• 数据行

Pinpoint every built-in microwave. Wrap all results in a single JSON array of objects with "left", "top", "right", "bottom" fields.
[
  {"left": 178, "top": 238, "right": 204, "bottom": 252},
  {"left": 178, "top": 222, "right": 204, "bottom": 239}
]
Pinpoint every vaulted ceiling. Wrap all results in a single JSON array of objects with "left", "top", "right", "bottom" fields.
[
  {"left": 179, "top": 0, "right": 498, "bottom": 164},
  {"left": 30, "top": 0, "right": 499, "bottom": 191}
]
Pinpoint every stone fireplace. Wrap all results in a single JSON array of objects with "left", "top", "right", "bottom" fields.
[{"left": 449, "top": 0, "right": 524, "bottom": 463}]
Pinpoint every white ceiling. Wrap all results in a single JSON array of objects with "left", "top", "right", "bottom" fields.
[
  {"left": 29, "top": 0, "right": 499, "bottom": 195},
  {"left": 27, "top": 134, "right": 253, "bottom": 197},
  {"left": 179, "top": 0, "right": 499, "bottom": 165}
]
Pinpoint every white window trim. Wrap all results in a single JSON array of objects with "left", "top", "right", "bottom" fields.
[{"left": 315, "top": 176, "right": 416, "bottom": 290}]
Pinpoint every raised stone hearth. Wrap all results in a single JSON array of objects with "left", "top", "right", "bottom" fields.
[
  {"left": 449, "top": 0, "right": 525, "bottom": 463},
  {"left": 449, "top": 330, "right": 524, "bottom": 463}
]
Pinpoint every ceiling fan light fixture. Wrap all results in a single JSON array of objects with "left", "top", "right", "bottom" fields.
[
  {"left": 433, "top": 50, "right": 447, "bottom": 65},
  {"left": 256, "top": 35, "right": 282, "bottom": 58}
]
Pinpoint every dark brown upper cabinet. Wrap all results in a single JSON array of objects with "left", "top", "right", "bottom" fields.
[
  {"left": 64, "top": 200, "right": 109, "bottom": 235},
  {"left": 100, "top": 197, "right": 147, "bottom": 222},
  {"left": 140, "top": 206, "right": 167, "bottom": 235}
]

==

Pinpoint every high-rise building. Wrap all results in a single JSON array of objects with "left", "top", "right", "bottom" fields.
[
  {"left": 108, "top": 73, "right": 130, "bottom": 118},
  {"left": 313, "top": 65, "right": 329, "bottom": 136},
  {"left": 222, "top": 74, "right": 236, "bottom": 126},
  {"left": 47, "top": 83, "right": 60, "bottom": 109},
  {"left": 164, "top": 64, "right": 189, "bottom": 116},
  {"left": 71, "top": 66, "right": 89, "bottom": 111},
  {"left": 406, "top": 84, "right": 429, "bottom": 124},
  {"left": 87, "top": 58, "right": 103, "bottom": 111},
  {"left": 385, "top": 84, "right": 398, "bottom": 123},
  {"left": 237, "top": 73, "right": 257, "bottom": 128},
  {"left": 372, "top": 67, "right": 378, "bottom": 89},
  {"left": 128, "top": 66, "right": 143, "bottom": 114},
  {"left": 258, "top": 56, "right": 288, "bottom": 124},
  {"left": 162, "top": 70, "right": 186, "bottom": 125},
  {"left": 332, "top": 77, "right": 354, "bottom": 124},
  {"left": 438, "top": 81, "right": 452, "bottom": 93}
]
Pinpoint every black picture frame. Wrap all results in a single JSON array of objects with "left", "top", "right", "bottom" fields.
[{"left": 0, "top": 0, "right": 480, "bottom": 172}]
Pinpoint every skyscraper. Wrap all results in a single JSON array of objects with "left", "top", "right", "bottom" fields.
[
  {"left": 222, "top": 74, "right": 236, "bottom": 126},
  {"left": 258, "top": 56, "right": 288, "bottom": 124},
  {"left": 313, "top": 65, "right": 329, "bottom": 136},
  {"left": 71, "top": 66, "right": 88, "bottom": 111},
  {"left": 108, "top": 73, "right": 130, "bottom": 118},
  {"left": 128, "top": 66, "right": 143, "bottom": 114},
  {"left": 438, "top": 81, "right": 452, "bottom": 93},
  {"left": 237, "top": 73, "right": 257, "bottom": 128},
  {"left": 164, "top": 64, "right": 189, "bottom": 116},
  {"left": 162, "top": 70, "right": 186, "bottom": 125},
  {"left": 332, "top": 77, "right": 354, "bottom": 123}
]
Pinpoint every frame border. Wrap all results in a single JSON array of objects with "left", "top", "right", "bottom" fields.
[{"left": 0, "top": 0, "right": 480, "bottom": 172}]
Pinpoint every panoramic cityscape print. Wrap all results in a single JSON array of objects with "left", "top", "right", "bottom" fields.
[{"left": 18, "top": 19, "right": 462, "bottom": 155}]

• 给定要求
把上面条目中凡是含有“ceiling”一词的行都汇集起来，逐行照抄。

• 书面回答
Pinpoint every vaulted ceiling. Wrap all results in a single JSON array of objects with "left", "top", "right", "bottom" fields.
Pinpoint every white ceiling. Wrap all results in a single JSON array of objects with "left", "top", "right", "bottom" fields.
Pinpoint every ceiling fan light fixture. Wrap all results in a single JSON array of objects with "left", "top", "right", "bottom" fields.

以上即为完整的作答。